* WHAT YOU NEED TO DO *
Set down, without alteration, the part of the material below that opens with the line containing "of the bush" and closes with the line containing "<point>1175,526</point>", including both of those lines and nothing else.
**** DATA FOR THIS TASK ****
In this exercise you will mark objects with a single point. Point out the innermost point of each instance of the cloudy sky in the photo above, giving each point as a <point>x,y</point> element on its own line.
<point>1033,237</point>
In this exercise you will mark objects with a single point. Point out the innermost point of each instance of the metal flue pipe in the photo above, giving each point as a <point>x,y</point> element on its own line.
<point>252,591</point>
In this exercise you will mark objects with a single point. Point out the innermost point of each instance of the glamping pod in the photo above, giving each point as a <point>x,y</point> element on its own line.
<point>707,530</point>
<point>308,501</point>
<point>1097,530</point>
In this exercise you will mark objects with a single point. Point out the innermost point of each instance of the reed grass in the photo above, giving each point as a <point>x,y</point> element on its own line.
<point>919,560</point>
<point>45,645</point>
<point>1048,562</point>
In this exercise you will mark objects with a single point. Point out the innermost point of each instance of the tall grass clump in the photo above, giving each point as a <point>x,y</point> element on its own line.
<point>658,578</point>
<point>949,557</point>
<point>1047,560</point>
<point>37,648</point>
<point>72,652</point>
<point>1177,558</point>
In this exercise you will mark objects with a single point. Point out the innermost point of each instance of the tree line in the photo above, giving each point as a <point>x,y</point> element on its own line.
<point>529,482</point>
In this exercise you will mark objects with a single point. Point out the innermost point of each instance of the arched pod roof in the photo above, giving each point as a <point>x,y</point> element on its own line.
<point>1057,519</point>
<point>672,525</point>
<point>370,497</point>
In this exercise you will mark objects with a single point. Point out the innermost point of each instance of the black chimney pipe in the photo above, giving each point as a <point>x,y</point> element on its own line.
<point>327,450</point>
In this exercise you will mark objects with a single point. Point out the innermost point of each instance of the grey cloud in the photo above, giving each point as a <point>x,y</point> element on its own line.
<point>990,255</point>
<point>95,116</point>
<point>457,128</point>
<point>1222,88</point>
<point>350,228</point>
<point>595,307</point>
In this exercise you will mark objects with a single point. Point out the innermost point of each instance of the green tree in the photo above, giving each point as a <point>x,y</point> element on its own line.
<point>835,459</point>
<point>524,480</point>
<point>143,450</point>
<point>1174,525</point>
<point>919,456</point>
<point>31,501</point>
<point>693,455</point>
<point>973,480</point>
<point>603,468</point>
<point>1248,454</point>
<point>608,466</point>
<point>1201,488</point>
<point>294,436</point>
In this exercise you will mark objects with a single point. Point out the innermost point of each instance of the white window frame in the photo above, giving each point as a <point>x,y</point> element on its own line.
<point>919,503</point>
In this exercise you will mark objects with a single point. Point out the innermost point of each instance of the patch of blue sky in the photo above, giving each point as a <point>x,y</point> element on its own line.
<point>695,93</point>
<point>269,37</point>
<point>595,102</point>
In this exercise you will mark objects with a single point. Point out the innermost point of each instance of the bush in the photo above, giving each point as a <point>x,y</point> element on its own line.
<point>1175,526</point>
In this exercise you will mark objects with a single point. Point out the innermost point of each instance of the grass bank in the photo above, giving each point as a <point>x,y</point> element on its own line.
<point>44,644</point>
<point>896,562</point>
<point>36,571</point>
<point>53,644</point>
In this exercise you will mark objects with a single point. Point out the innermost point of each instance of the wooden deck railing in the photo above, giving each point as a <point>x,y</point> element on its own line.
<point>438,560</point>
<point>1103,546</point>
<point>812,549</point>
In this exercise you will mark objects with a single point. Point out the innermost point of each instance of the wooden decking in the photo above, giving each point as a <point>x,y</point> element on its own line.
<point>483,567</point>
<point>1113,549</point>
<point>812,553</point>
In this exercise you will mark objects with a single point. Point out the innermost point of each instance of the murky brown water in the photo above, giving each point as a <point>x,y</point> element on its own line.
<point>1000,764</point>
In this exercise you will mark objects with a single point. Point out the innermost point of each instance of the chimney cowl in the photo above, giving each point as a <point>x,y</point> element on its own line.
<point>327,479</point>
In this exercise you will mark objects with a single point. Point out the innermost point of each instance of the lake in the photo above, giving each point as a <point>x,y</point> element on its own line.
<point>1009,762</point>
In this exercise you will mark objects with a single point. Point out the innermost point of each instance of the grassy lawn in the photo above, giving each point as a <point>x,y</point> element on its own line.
****
* EXPECTED ANSWER *
In this exercise you will mark objects with a single point. Point out the innermost point of each instance of the bush in the photo above, giving each point as a <point>x,y</point> element on its own line.
<point>1175,526</point>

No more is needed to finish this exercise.